PROVIDED MATERIAL START
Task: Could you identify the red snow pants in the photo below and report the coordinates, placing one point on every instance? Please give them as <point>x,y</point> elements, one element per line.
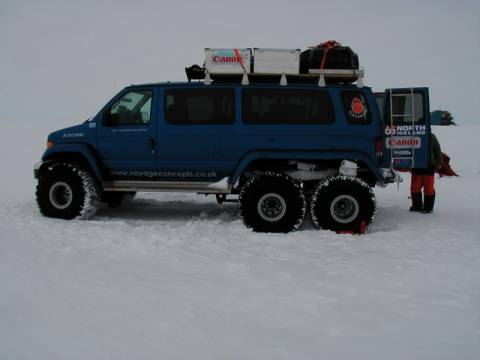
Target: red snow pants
<point>427,182</point>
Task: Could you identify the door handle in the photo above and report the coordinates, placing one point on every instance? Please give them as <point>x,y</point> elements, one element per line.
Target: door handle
<point>152,144</point>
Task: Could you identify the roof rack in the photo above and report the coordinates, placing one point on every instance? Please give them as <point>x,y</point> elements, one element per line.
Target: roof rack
<point>321,77</point>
PROVIDED MATERIAL END
Pull every line containing "above" out of the material and copy it.

Task: Could you identify the door handle in the photo above and report the coordinates, placing one point on every instance? Please give them as <point>x,y</point> elements, one element per line.
Task: Could you identify the roof rack in the photo above and report the coordinates, placing one point on every instance? Please give them as <point>x,y</point> elements, one element per line.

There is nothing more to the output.